TEXTE FOURNI:
◇ ◇ ◇ ◇

Cour de cassation, civile, Chambre civile 3, 13 octobre 2021, 20-19.278, Publié au bulletin

Texte intégral

RÉPUBLIQUE FRANCAISE
AU NOM DU PEUPLE FRANCAIS

LA COUR DE CASSATION, TROISIÈME CHAMBRE CIVILE, a rendu l'arrêt suivant :

CIV. 3

SG



COUR DE CASSATION
______________________


Audience publique du 13 octobre 2021




Rejet


Mme TEILLER, président



Arrêt n° 698 FS-B

Pourvoi n° T 20-19.278




R É P U B L I Q U E F R A N Ç A I S E

_________________________

AU NOM DU PEUPLE FRANÇAIS
_________________________


ARRÊT DE LA COUR DE CASSATION, TROISIÈME CHAMBRE CIVILE, DU 13 OCTOBRE 2021

1°/ M. [Y] [H], domicilié chez Mme [J] [H] [Adresse 2],

2°/ Mme [K] [T] prise en qualité de mandataire liquidateur de M. [Y] [H], domiciliée [Adresse 1],

ont formé le pourvoi n° T 20-19.278 contre l'arrêt rendu le 23 janvier 2020 par la cour d'appel de Rouen (chambre de la proximité), dans le litige les opposant :

1°/ à M. [D] [N],

2°/ à Mme [E] [L], épouse [N],

domiciliés tous deux [Adresse 5],

3°/ à la société SMABTP, dont le siège est [Adresse 4],

4°/ à M. [S] [G], domicilié [Adresse 3],

défendeurs à la cassation.

Les demandeurs invoquent, à l'appui de leur pourvoi, les deux moyens de cassation annexés au présent arrêt.

Le dossier a été communiqué au procureur général.

◇ ◇ ◇ ◇

ENTRÉES DU JEU:
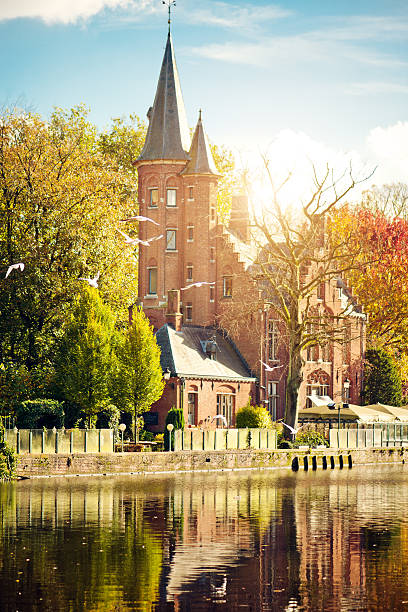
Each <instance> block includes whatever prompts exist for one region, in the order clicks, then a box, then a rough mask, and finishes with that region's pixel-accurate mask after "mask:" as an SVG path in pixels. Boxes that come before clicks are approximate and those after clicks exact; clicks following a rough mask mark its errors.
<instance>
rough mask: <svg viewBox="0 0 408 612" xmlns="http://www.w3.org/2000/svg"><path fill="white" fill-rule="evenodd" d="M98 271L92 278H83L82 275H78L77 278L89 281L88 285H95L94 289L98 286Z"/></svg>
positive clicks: (82, 279)
mask: <svg viewBox="0 0 408 612" xmlns="http://www.w3.org/2000/svg"><path fill="white" fill-rule="evenodd" d="M99 276H100V274H99V272H98V273H97V274H96V275H95V276H94V277H93V278H84V277H82V276H81V277H80V278H79V280H85V281H86V282H87V283H89V285H90V286H91V287H95V289H97V288H98V280H99Z"/></svg>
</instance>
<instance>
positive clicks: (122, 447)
mask: <svg viewBox="0 0 408 612" xmlns="http://www.w3.org/2000/svg"><path fill="white" fill-rule="evenodd" d="M119 429H120V433H121V434H122V453H123V434H124V432H125V429H126V425H125V424H124V423H121V424H120V425H119Z"/></svg>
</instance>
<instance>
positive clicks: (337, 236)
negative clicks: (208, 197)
mask: <svg viewBox="0 0 408 612" xmlns="http://www.w3.org/2000/svg"><path fill="white" fill-rule="evenodd" d="M265 166H266V170H267V173H268V175H269V177H270V182H271V186H272V194H273V195H272V201H271V205H270V207H269V208H268V209H266V210H264V211H263V213H262V214H260V215H255V216H254V223H253V225H254V228H253V242H255V243H256V246H257V255H256V256H255V258H254V263H253V267H252V272H253V278H254V279H255V280H256V283H257V287H258V290H261V294H260V298H259V304H260V306H259V307H260V308H261V309H262V310H263V309H265V308H269V309H270V312H271V313H273V316H274V318H276V319H277V320H278V321H279V322H280V325H281V332H282V334H283V337H284V344H285V351H286V354H287V373H286V398H285V416H284V420H285V422H286V423H287V424H288V425H291V426H292V427H294V426H295V425H296V423H297V417H298V410H299V405H298V395H299V388H300V385H301V383H302V381H303V369H304V364H305V359H306V351H307V349H308V348H310V347H314V346H320V347H321V348H322V349H325V348H327V347H330V345H332V344H333V343H338V344H342V343H343V342H344V341H345V329H346V326H347V321H348V320H349V315H350V313H351V312H352V310H353V309H354V308H355V304H353V302H352V301H351V300H349V299H347V298H346V300H345V303H344V305H343V306H342V307H341V309H340V311H339V312H336V313H335V314H334V313H333V312H332V311H330V310H329V309H327V308H326V307H325V306H324V304H319V303H316V296H317V294H318V292H319V291H320V288H321V287H322V286H326V287H328V286H329V284H330V282H334V281H336V282H337V279H341V278H342V277H343V278H344V277H345V276H346V274H347V273H348V271H349V270H352V269H353V268H354V266H358V265H359V260H358V254H359V252H360V246H359V243H358V240H357V239H356V234H355V228H353V227H352V228H350V232H348V233H347V234H343V235H342V236H338V235H337V233H336V232H333V231H331V224H330V218H331V215H332V213H333V212H334V211H336V210H338V209H339V208H340V207H341V206H342V205H343V202H344V200H345V197H346V196H347V194H349V193H350V191H351V190H352V189H353V188H354V187H355V185H356V184H357V182H359V181H358V180H357V179H355V178H354V176H353V174H352V172H351V170H350V172H349V173H348V175H347V178H346V177H345V176H343V177H342V178H341V179H340V180H335V179H334V178H333V173H332V172H331V171H330V170H329V168H327V169H326V172H325V173H324V174H323V176H322V177H318V175H317V173H316V172H315V174H314V186H313V189H312V192H311V195H310V197H309V198H307V199H306V200H305V201H304V202H302V203H300V205H299V207H298V209H297V215H296V216H293V215H291V214H290V213H289V212H288V211H287V210H285V208H283V207H282V204H281V201H280V189H281V188H282V185H281V186H279V187H278V188H275V186H274V183H273V180H272V177H271V174H270V172H269V164H268V162H267V161H265ZM285 434H287V432H286V431H285Z"/></svg>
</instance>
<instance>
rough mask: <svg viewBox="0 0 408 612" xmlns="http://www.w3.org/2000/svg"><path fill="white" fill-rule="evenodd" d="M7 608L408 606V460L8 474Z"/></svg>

◇ ◇ ◇ ◇

ÉNONCÉ:
Pouvez-vous redonner mot pour mot le passage de l'arrêt de la Cour de cassation qui part de « 2°/ à Mme [E] » et se poursuit jusqu'à « au présent arrêt. » ?

ZONE DE RÉPONSE:
2°/ à Mme [E] [L], épouse [N],

domiciliés tous deux [Adresse 5],

3°/ à la société SMABTP, dont le siège est [Adresse 4],

4°/ à M. [S] [G], domicilié [Adresse 3],

défendeurs à la cassation.

Les demandeurs invoquent, à l'appui de leur pourvoi, les deux moyens de cassation annexés au présent arrêt.